## START

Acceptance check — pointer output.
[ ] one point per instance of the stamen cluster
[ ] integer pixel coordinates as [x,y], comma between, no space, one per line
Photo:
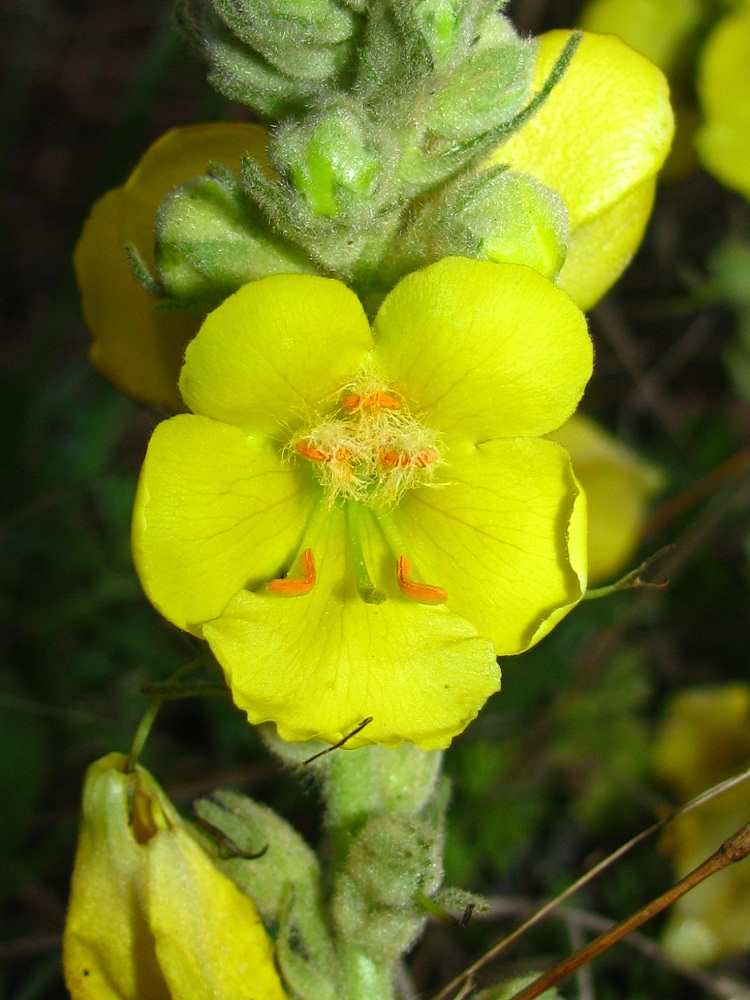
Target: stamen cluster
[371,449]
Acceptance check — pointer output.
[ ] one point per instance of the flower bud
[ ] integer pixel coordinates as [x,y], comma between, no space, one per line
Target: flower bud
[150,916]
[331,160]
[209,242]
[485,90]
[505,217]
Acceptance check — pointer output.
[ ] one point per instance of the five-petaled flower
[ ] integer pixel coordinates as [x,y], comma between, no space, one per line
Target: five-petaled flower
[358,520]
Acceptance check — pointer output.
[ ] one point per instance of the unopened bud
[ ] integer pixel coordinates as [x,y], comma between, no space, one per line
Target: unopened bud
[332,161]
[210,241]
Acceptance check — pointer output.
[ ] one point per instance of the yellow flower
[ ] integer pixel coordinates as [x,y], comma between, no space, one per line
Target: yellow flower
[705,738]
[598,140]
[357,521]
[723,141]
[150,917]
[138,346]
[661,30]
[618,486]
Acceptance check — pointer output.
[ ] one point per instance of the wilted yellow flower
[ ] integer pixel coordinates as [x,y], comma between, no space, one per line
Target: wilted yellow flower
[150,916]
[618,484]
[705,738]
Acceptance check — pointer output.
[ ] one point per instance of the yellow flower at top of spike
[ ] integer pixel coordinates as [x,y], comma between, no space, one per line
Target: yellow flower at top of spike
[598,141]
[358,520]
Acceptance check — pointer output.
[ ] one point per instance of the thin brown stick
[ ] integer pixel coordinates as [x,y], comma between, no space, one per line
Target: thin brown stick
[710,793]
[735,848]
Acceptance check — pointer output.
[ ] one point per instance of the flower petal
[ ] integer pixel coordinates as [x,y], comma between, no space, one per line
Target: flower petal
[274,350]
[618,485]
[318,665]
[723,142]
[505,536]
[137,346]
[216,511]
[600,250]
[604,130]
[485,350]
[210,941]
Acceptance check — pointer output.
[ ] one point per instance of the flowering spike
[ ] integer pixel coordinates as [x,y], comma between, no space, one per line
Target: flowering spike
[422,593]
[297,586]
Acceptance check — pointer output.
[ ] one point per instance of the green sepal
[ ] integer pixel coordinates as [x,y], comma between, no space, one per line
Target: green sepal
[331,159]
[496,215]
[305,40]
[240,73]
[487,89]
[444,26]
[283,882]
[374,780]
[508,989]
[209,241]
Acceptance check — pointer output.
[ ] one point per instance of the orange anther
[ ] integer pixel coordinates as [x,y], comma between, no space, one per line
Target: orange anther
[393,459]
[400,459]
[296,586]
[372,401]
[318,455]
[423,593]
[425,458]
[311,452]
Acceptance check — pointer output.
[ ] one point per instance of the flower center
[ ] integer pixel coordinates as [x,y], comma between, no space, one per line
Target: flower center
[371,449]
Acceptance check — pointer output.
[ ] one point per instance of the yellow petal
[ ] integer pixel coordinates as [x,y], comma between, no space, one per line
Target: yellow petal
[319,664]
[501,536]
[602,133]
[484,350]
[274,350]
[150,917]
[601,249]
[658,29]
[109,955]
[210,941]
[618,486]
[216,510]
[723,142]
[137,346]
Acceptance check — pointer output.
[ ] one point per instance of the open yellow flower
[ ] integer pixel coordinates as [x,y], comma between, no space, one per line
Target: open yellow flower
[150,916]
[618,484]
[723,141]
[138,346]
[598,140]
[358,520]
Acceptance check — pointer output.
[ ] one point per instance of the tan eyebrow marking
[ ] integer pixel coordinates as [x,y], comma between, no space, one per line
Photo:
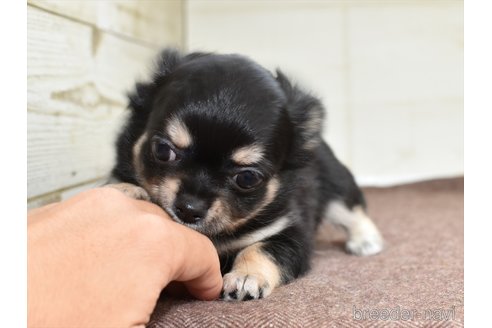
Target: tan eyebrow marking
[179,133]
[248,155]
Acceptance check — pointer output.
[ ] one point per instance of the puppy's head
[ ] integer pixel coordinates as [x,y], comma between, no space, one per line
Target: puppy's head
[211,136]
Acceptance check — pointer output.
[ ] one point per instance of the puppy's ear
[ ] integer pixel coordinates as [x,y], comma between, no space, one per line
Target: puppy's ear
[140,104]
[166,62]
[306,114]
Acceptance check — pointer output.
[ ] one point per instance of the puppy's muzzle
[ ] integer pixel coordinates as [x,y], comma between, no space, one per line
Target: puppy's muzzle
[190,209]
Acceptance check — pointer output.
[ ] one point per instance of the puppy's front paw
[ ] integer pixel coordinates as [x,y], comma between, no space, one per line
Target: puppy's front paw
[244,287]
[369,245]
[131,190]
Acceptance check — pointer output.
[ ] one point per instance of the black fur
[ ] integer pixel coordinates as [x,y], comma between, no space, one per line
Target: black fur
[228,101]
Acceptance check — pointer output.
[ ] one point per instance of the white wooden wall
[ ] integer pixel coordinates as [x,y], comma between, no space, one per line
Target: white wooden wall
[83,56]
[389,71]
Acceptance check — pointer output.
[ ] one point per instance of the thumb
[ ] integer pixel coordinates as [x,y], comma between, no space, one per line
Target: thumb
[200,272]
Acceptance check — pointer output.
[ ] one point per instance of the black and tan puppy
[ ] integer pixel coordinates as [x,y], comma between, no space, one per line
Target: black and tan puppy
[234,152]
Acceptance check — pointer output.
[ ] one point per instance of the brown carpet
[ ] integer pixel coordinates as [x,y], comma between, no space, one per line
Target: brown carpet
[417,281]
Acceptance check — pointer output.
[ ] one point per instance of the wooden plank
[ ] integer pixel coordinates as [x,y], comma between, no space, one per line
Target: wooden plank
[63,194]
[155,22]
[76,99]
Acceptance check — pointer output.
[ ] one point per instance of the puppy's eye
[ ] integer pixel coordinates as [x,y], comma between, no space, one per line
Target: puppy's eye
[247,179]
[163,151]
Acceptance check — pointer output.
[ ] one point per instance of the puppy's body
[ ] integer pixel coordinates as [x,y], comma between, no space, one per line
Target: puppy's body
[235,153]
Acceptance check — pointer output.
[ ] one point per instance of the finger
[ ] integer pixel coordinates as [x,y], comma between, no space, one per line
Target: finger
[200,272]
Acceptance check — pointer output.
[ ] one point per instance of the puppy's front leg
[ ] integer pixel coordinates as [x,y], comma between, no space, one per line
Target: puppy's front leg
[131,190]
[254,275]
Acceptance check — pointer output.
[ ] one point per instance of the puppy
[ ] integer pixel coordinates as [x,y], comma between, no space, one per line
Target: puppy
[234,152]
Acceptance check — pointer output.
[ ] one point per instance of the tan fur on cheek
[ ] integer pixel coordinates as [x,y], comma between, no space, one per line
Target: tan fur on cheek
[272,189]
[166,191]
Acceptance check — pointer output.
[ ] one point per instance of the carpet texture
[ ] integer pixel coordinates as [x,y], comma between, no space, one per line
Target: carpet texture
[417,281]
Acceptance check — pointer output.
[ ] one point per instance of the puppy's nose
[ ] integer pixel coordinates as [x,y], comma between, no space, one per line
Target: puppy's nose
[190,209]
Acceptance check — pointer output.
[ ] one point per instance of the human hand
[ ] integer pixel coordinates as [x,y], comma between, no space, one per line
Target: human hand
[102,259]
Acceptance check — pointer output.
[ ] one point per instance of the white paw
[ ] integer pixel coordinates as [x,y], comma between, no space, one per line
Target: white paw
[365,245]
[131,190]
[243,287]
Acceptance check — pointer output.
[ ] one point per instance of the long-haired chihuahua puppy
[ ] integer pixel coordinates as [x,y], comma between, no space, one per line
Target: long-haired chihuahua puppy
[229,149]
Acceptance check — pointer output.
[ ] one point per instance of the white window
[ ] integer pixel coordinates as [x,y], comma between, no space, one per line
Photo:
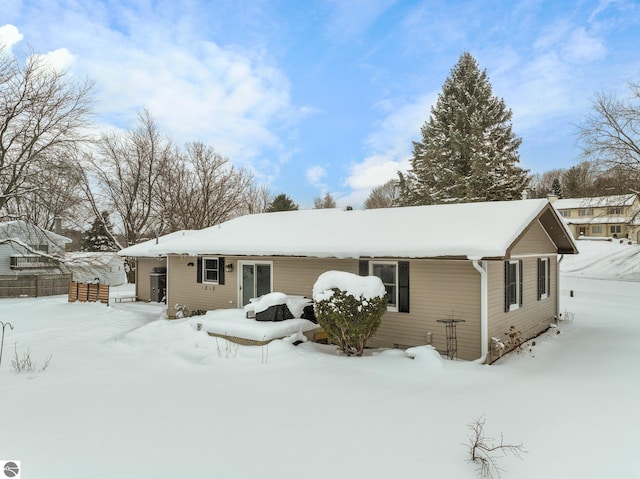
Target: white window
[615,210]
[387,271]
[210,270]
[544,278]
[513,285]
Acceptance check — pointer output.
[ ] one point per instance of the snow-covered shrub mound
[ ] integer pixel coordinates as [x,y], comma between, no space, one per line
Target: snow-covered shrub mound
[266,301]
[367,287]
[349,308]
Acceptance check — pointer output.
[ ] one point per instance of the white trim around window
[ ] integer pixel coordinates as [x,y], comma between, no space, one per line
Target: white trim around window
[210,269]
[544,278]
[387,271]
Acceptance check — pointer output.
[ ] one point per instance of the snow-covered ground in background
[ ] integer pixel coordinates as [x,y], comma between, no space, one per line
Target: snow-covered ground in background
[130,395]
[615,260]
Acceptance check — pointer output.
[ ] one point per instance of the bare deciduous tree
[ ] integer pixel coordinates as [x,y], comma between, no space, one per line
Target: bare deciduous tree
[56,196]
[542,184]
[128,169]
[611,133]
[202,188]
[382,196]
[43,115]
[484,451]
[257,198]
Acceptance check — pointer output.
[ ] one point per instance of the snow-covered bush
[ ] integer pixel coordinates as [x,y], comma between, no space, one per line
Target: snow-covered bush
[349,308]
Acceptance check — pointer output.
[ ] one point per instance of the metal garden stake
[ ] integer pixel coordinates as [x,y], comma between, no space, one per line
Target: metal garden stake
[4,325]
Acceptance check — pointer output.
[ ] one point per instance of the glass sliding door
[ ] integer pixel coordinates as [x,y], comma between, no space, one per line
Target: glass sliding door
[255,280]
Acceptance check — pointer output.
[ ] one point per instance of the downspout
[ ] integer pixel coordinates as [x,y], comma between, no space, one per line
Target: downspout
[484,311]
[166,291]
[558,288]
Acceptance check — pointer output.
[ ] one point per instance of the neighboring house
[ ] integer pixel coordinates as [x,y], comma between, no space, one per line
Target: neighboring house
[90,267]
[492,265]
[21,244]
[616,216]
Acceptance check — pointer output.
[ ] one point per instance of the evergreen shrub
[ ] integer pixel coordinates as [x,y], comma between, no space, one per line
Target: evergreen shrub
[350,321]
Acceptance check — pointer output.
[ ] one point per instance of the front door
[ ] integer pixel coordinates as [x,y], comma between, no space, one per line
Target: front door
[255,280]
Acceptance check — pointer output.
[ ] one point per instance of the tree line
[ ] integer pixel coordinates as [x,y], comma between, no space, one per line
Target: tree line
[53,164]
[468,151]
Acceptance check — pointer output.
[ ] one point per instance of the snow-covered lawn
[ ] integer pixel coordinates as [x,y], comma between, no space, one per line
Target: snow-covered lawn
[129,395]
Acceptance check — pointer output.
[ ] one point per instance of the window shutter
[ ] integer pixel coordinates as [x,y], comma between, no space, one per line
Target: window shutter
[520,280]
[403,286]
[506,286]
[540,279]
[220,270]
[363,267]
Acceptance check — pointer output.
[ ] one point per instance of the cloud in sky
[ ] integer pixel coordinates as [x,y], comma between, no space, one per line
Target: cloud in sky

## END

> WHAT TO DO
Filter the data above and copy each line that contains the word "finger".

> FINAL RESULT
[ ] one point per instance of the finger
Target: finger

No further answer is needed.